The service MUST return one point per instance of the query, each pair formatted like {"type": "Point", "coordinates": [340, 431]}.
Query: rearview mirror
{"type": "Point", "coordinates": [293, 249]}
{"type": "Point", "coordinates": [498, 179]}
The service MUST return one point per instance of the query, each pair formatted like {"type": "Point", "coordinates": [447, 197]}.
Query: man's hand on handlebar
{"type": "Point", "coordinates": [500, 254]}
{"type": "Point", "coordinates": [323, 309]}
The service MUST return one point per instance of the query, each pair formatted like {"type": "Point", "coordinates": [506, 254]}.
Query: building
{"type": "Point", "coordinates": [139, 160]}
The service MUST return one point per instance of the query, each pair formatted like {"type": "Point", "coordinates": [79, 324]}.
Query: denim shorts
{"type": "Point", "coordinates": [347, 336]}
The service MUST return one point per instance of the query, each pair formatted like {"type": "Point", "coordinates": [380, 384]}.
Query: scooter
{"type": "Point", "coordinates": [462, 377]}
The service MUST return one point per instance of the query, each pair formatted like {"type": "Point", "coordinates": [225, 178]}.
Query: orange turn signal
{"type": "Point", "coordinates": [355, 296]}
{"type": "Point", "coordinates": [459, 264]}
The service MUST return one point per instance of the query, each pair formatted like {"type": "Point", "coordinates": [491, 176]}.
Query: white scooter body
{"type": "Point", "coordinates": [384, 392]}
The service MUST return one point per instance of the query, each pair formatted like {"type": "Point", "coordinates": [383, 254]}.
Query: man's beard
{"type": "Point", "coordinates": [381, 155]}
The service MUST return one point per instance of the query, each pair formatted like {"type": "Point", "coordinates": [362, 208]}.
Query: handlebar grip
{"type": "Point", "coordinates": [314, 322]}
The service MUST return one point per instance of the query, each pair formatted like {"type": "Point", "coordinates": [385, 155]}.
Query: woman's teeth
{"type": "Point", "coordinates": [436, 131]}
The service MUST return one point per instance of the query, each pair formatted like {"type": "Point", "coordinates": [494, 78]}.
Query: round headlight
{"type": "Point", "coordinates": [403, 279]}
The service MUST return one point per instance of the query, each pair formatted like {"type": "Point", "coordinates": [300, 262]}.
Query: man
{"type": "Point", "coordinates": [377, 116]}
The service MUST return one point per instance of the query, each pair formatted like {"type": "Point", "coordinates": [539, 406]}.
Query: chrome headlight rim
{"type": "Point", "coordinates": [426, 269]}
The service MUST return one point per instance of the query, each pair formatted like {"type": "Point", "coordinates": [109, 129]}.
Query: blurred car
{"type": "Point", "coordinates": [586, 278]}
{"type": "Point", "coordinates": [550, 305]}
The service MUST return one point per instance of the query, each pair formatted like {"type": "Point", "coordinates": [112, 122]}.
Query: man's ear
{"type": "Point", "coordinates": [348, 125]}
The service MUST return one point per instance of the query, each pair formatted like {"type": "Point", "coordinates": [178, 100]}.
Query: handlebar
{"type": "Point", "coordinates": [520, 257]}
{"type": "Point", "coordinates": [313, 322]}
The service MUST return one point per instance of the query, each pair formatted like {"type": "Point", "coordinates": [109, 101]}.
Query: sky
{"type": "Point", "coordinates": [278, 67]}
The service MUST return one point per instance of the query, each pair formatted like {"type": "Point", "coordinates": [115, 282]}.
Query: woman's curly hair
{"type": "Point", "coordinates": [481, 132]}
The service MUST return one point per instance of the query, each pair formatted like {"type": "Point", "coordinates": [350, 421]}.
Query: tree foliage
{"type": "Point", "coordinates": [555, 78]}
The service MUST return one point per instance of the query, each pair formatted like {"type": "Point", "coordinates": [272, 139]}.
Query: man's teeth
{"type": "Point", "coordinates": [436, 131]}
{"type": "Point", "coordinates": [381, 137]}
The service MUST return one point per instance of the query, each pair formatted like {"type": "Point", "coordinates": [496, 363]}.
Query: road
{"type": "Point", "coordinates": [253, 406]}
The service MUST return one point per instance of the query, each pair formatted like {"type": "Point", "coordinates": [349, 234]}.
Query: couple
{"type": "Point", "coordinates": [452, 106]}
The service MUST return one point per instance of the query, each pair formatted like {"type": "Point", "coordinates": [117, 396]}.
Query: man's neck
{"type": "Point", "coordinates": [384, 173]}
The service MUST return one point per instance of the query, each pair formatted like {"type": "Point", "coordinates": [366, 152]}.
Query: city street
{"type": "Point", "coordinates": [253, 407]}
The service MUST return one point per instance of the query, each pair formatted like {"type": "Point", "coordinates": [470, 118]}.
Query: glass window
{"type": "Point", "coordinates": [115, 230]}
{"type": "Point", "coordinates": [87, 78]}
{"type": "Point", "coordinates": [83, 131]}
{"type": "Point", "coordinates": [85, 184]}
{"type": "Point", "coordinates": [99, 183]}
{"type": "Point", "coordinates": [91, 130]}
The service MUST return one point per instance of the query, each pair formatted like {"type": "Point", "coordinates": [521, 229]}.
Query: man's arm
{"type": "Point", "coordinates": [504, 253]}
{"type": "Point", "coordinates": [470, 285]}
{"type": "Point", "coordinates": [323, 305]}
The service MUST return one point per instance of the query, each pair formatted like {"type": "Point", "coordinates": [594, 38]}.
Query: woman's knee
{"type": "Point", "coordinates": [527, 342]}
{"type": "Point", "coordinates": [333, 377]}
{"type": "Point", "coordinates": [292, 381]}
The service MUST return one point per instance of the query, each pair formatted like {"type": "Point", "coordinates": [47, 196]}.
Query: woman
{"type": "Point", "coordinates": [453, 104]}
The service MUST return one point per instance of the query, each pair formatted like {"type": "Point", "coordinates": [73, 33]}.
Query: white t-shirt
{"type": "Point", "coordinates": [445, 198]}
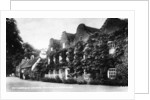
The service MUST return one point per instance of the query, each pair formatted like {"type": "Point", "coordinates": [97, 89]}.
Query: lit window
{"type": "Point", "coordinates": [111, 73]}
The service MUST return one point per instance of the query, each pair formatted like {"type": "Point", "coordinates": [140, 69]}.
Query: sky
{"type": "Point", "coordinates": [38, 31]}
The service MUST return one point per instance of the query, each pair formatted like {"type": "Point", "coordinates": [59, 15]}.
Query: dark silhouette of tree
{"type": "Point", "coordinates": [14, 49]}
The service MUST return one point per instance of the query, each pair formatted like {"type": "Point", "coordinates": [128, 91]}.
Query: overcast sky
{"type": "Point", "coordinates": [38, 31]}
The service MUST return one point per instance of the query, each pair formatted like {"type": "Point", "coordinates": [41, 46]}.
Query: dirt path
{"type": "Point", "coordinates": [15, 84]}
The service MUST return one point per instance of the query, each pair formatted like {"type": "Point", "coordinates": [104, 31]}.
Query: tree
{"type": "Point", "coordinates": [14, 49]}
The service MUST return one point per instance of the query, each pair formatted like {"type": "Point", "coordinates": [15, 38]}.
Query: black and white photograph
{"type": "Point", "coordinates": [67, 54]}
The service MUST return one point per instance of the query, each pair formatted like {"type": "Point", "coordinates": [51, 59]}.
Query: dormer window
{"type": "Point", "coordinates": [112, 48]}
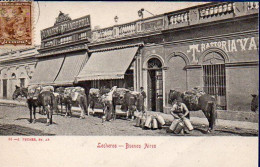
####
ACTION ITEM: Pictures are not part of the copy; reproduce everything else in the records exactly.

EXERCISE ANSWER:
The service MUST return one point per instance of the query, each pair formatted like {"type": "Point", "coordinates": [340, 431]}.
Query: rearview mirror
{"type": "Point", "coordinates": [293, 249]}
{"type": "Point", "coordinates": [498, 179]}
The service MUST return one point per instance of the query, each pair formatted like {"type": "Point", "coordinates": [447, 197]}.
Query: man's hand on handlebar
{"type": "Point", "coordinates": [500, 254]}
{"type": "Point", "coordinates": [323, 309]}
The service MUST return one point per instance of the query, each pair formatted like {"type": "Point", "coordinates": [506, 254]}.
Query: building
{"type": "Point", "coordinates": [139, 160]}
The service MUST return one point per instance of the query, each pair formatted like {"type": "Point", "coordinates": [79, 324]}.
Query: denim shorts
{"type": "Point", "coordinates": [347, 336]}
The service MUST return one point per instance of the query, each pair formatted like {"type": "Point", "coordinates": [380, 384]}.
Query: scooter
{"type": "Point", "coordinates": [462, 377]}
The service MUST return one point per instance of the query, each pair formatted like {"type": "Point", "coordinates": [225, 178]}.
Query: orange turn signal
{"type": "Point", "coordinates": [355, 296]}
{"type": "Point", "coordinates": [459, 264]}
The service MUST return one point per instance of the query, each pair formatted like {"type": "Point", "coordinates": [491, 176]}.
Query: white scooter body
{"type": "Point", "coordinates": [384, 392]}
The service MUST return one point per instance of the query, each pair formatted like {"type": "Point", "coordinates": [383, 254]}.
Query: man's beard
{"type": "Point", "coordinates": [381, 155]}
The service MUST return one point per instance of the query, each pair formatted like {"type": "Point", "coordinates": [362, 208]}.
Query: handlebar grip
{"type": "Point", "coordinates": [314, 322]}
The service MUST return one point per instance of the query, each pair formatted like {"type": "Point", "coordinates": [385, 155]}.
Query: woman's teeth
{"type": "Point", "coordinates": [436, 131]}
The service MUST return one point per instance of the query, each pair formatted like {"type": "Point", "coordinates": [494, 78]}.
Query: round headlight
{"type": "Point", "coordinates": [403, 279]}
The service MUST return one point per instance of the query, each pair formatted like {"type": "Point", "coordinates": [300, 262]}.
Query: man
{"type": "Point", "coordinates": [377, 116]}
The service MUST return one point per instance of the query, each pair formatted like {"type": "Point", "coordinates": [539, 406]}.
Query: chrome headlight rim
{"type": "Point", "coordinates": [426, 269]}
The service MUST return one point per instance of the query, each pair formatted like {"type": "Point", "coordinates": [109, 129]}.
Query: blurred car
{"type": "Point", "coordinates": [586, 278]}
{"type": "Point", "coordinates": [550, 305]}
The service MUST return one point per instance of the query, each pair formatted like {"type": "Point", "coordinates": [112, 122]}.
Query: man's ear
{"type": "Point", "coordinates": [348, 125]}
The service MUST return one point per instance of the query, each pair formatted like {"type": "Point", "coordinates": [178, 100]}.
Query: handlebar
{"type": "Point", "coordinates": [520, 257]}
{"type": "Point", "coordinates": [313, 322]}
The service MUST return one point per instance of the query, each pair formatted like {"type": "Point", "coordinates": [109, 101]}.
Query: sky
{"type": "Point", "coordinates": [278, 67]}
The service MUST return one point per instance of the query, each pair formatted like {"type": "Point", "coordinates": [115, 282]}.
Query: woman's curly hair
{"type": "Point", "coordinates": [481, 132]}
The service MUST return one point per instance of the query, each pair formatted like {"type": "Point", "coordinates": [350, 421]}.
Query: tree foliage
{"type": "Point", "coordinates": [555, 78]}
The service MUST return one point per instance of the query, each pair formatted like {"type": "Point", "coordinates": [272, 139]}.
Query: man's teeth
{"type": "Point", "coordinates": [436, 131]}
{"type": "Point", "coordinates": [381, 137]}
The service MUST return one point per instance of the query, each pair formatted like {"type": "Point", "coordinates": [496, 363]}.
Query: road
{"type": "Point", "coordinates": [253, 406]}
The service MUST return one point per instance of the query, each pair formatted like {"type": "Point", "coordinates": [349, 234]}.
Query: couple
{"type": "Point", "coordinates": [452, 106]}
The service MUST return one point per instance of the query, each pair formatted like {"type": "Point", "coordinates": [117, 396]}.
Query: man's neck
{"type": "Point", "coordinates": [384, 173]}
The service MUST return one point per instance of the query, each pair formatted like {"type": "Point", "coordinates": [366, 152]}.
Query: city street
{"type": "Point", "coordinates": [253, 407]}
The service MUST return one point per instance of the query, each pair formatted like {"type": "Point", "coordinates": [470, 118]}.
Query: glass window
{"type": "Point", "coordinates": [115, 230]}
{"type": "Point", "coordinates": [87, 78]}
{"type": "Point", "coordinates": [83, 131]}
{"type": "Point", "coordinates": [85, 184]}
{"type": "Point", "coordinates": [99, 183]}
{"type": "Point", "coordinates": [91, 130]}
The service MUST return one point per instance of the query, each pair formatted like {"type": "Point", "coordinates": [521, 229]}.
Query: man's arm
{"type": "Point", "coordinates": [504, 253]}
{"type": "Point", "coordinates": [470, 285]}
{"type": "Point", "coordinates": [323, 305]}
The service MUST return one point per instance of the query, each pair formatted like {"type": "Point", "coordinates": [594, 38]}.
Query: woman's knee
{"type": "Point", "coordinates": [527, 342]}
{"type": "Point", "coordinates": [333, 377]}
{"type": "Point", "coordinates": [292, 381]}
The service MUST return one point per instance of the query, each pair formatted like {"type": "Point", "coordinates": [47, 196]}.
Query: woman
{"type": "Point", "coordinates": [453, 104]}
The service MUST return one point per instance of the query, each pair formatted like {"type": "Point", "coordinates": [73, 33]}.
Query: white t-shirt
{"type": "Point", "coordinates": [445, 198]}
The service MUST return one point per instance of the query, each pair formatted like {"type": "Point", "coordinates": [97, 89]}.
Query: lit window
{"type": "Point", "coordinates": [111, 73]}
The service MUST return one point per instance of the query, each pair formatted like {"type": "Point", "coordinates": [140, 69]}.
Query: sky
{"type": "Point", "coordinates": [38, 31]}
The service MUST return one point per instance of the query, each pair formatted like {"type": "Point", "coordinates": [59, 15]}.
Query: dark silhouette of tree
{"type": "Point", "coordinates": [14, 49]}
The service MUST return one point per instance of the query, each pair formatted like {"type": "Point", "coordinates": [128, 91]}.
Query: overcast sky
{"type": "Point", "coordinates": [38, 31]}
The service MUST return one point per instance of the query, each pair formatted like {"type": "Point", "coordinates": [41, 46]}.
Query: dirt path
{"type": "Point", "coordinates": [15, 84]}
The service MUST return one point per instance of the query, each pair formatted like {"type": "Point", "coordinates": [104, 31]}.
Query: tree
{"type": "Point", "coordinates": [14, 49]}
The service MUST return one point per instance of the query, each pair formatted like {"type": "Point", "coordinates": [15, 38]}.
Query: black and white photograph
{"type": "Point", "coordinates": [67, 54]}
The service MUST return one point per instance of the query, each pair formatted like {"type": "Point", "coordinates": [51, 59]}.
Query: dormer window
{"type": "Point", "coordinates": [112, 48]}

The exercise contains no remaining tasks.